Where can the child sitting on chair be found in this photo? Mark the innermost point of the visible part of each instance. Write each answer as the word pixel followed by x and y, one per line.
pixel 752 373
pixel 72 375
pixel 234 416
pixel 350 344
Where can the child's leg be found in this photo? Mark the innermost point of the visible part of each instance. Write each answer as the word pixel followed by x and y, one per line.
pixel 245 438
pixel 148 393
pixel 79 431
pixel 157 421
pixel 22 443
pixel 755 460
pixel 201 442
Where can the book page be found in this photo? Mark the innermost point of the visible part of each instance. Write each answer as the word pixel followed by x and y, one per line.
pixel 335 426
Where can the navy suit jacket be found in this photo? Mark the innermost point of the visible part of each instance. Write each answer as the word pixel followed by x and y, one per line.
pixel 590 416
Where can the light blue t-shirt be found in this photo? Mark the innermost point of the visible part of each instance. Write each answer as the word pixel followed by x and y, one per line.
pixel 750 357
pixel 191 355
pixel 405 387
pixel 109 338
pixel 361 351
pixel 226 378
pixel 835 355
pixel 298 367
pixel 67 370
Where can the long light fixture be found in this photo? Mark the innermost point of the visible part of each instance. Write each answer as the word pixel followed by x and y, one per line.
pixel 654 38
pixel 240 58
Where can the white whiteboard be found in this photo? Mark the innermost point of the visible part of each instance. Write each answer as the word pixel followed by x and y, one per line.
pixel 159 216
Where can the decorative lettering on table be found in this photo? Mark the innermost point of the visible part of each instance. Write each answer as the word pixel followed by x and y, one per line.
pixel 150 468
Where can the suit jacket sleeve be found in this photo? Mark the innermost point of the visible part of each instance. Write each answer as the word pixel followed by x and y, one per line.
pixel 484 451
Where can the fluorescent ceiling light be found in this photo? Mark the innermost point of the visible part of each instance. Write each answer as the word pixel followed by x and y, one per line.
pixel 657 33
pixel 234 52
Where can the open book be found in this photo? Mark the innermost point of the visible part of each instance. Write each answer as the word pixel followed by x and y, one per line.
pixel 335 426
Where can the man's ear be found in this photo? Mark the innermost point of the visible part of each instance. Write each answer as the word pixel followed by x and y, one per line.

---*---

§ **Instruction**: Copy all of the entries above word for word, keeping every line in the same order.

§ **Answer to this task**:
Where can the child sitting on chair be found in this photo? Mark the innermost point of the visible part of each instance. Write each answer as the word pixel followed by x and y, one per line.
pixel 752 373
pixel 72 375
pixel 234 416
pixel 350 344
Where can the child's leg be found in this photo? Mark the innermost point of the visible part of each instance. Write each answer as the word pixel followed by x and y, one per line.
pixel 245 438
pixel 148 393
pixel 79 431
pixel 157 421
pixel 22 443
pixel 755 460
pixel 201 442
Where can the book page be found in this photo? Mark the innermost point of the visible part of each instance. Write each answer as the word pixel followed by x and y, one per line.
pixel 335 426
Where can the navy suit jacket be found in this photo? Mark the innermost point of the visible part of each instance. Write each answer as the word pixel followed by x and y, one per line.
pixel 590 416
Where can the light blue t-shirt be found in this photo? Mark the innermost point of the visible part of each instance. Write each answer as the word pixel followed by x and y, one per line.
pixel 750 357
pixel 191 355
pixel 405 387
pixel 109 338
pixel 361 351
pixel 226 378
pixel 835 355
pixel 298 367
pixel 67 370
Where can the long light fixture be found in this photo? Mark the innermost point of the visible part of each instance. Write each answer as the word pixel followed by x and y, one per line.
pixel 654 38
pixel 240 58
Where can the white whiteboard be found in this photo? Mark the innermost point of the visible part of each instance. Write each answer as the word pixel followed by x and y, one per line.
pixel 159 216
Where can the decorative lettering on table be found in this photo? Mark the innermost point of the visible part of each instance. Write each answer as the word pixel followed by x and y, one per line.
pixel 150 468
Where can the suit jacket sleeve be found in this photo? Mark the innermost point of the visible part of each instance. Write each answer as the word pixel followed by x and y, one per line.
pixel 484 451
Where can the fluorescent ceiling light be found in this photo? Mark the innermost point of the visible part of each instance. Write each answer as the word pixel followed by x and y, one per line.
pixel 657 33
pixel 234 52
Where can the open book be found in this photo? Mark the innermost point of the visible part of each instance. Write each answer as the word pixel followed by x and y, one per line.
pixel 335 426
Where can the man's ear be found in this photo? Mark the innermost point of the visible part of each instance. Write each answer as the word pixel followed by x and y, one per line.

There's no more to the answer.